Exercise details:
Give as output the line that contains "Target phrase: girl's braided hair", followed by every remaining line of the entries, unchanged and with nothing added.

Stored data entries:
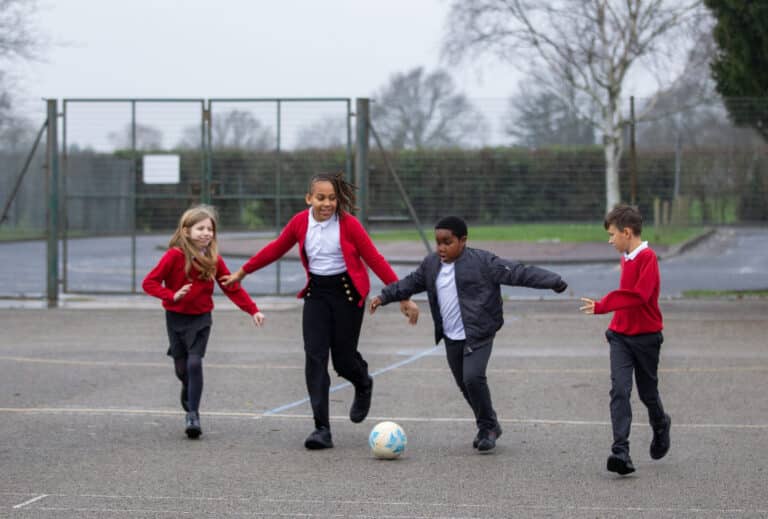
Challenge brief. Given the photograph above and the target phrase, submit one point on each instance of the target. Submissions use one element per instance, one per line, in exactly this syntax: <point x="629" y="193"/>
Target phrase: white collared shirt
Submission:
<point x="448" y="299"/>
<point x="323" y="246"/>
<point x="632" y="255"/>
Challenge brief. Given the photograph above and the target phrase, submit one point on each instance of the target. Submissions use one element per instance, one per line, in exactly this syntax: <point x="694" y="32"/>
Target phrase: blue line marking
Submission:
<point x="337" y="387"/>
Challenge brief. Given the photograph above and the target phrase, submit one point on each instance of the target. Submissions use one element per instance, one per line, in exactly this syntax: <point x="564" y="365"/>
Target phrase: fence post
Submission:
<point x="362" y="112"/>
<point x="632" y="153"/>
<point x="52" y="185"/>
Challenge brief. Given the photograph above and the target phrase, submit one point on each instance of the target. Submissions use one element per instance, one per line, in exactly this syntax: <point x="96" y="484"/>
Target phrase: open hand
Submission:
<point x="235" y="277"/>
<point x="258" y="319"/>
<point x="410" y="310"/>
<point x="182" y="292"/>
<point x="589" y="306"/>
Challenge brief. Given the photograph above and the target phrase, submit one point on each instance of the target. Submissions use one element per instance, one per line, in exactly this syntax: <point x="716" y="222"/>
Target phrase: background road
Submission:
<point x="731" y="259"/>
<point x="91" y="426"/>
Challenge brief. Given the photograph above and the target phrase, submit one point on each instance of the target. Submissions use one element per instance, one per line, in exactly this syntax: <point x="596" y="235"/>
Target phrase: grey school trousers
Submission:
<point x="638" y="354"/>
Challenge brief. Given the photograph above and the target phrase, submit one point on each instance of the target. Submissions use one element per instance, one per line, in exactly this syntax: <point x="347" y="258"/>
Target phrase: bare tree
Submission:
<point x="147" y="137"/>
<point x="537" y="118"/>
<point x="241" y="130"/>
<point x="233" y="129"/>
<point x="19" y="40"/>
<point x="419" y="110"/>
<point x="592" y="45"/>
<point x="329" y="132"/>
<point x="18" y="37"/>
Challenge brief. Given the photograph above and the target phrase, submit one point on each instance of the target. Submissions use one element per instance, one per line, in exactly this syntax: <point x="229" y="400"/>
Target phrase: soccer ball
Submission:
<point x="387" y="440"/>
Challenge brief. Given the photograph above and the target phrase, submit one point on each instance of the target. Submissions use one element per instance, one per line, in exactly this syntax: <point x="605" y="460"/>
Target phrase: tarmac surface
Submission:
<point x="91" y="426"/>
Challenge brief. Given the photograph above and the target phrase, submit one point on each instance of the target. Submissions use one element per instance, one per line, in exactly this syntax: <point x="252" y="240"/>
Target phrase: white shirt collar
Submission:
<point x="632" y="255"/>
<point x="324" y="223"/>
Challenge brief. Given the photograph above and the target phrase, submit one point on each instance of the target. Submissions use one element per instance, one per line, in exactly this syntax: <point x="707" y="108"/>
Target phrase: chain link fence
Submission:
<point x="130" y="167"/>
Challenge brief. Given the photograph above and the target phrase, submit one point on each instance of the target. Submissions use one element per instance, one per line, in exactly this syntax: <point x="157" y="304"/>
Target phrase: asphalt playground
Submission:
<point x="91" y="426"/>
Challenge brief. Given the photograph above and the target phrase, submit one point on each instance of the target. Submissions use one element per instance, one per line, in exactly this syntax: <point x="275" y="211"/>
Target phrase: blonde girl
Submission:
<point x="183" y="280"/>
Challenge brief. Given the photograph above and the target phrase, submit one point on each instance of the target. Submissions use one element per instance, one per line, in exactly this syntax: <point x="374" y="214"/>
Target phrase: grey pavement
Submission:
<point x="91" y="426"/>
<point x="732" y="258"/>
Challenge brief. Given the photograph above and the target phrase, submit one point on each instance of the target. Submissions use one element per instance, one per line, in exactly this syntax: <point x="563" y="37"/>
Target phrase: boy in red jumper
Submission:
<point x="634" y="336"/>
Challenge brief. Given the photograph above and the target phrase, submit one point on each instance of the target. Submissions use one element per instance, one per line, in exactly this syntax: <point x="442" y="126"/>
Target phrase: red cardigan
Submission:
<point x="168" y="277"/>
<point x="356" y="247"/>
<point x="636" y="303"/>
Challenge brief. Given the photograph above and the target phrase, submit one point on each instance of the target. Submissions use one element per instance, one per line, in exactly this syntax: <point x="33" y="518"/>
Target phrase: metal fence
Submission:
<point x="251" y="158"/>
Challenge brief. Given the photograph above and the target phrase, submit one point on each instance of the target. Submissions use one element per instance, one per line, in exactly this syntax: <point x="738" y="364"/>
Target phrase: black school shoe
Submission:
<point x="660" y="442"/>
<point x="320" y="438"/>
<point x="496" y="429"/>
<point x="193" y="429"/>
<point x="486" y="440"/>
<point x="184" y="398"/>
<point x="362" y="403"/>
<point x="621" y="464"/>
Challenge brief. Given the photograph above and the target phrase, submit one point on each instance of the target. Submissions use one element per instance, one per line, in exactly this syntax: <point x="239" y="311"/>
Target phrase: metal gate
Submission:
<point x="130" y="167"/>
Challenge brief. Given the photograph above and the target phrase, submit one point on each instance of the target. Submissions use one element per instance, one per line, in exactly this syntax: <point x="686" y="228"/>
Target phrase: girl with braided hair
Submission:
<point x="334" y="249"/>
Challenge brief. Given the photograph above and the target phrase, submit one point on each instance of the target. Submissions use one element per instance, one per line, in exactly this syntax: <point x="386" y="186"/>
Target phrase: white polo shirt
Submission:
<point x="448" y="299"/>
<point x="323" y="246"/>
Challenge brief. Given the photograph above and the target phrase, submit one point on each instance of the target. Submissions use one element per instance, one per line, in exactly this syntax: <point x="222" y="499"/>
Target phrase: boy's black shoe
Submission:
<point x="362" y="402"/>
<point x="486" y="440"/>
<point x="660" y="442"/>
<point x="319" y="439"/>
<point x="193" y="429"/>
<point x="496" y="429"/>
<point x="620" y="464"/>
<point x="184" y="398"/>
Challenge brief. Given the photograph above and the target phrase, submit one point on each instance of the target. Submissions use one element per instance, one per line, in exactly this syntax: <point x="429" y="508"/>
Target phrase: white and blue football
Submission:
<point x="387" y="440"/>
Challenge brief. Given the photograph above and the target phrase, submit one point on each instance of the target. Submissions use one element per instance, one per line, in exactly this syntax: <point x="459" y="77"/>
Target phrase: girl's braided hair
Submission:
<point x="345" y="191"/>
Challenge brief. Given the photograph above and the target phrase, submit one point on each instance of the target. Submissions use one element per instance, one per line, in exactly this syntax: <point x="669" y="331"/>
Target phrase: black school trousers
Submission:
<point x="468" y="362"/>
<point x="331" y="323"/>
<point x="638" y="354"/>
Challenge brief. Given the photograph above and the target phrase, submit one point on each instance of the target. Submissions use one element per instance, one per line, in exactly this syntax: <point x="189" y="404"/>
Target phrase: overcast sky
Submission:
<point x="246" y="48"/>
<point x="242" y="48"/>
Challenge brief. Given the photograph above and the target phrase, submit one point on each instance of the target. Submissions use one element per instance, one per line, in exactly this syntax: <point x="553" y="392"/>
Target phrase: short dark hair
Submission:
<point x="454" y="224"/>
<point x="623" y="216"/>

Answer:
Target phrase: girl's braided hair
Submission:
<point x="345" y="191"/>
Challenge brief. Given the photograph above and the target phrase, submit one point on each instance of the target. Submissions use one element per instance, one per line, in exactly this syntax: <point x="669" y="331"/>
Target phrase: black school trousers
Submission:
<point x="468" y="362"/>
<point x="331" y="323"/>
<point x="638" y="354"/>
Challenge brief. Given the photograph above and the target phrase, submit one point on each instance of the target. Submissions use one element per instance, one per line, in exactly this syntax: <point x="189" y="404"/>
Target phrase: overcast sky
Submission:
<point x="246" y="48"/>
<point x="242" y="48"/>
Challenge brief. Given the photograph above and the target phrase, submit one point on each instance of the target. Submissions use one element per instance, one per line, in exactly this syntax: <point x="553" y="392"/>
Target phrase: short dark hair
Submission:
<point x="454" y="224"/>
<point x="623" y="216"/>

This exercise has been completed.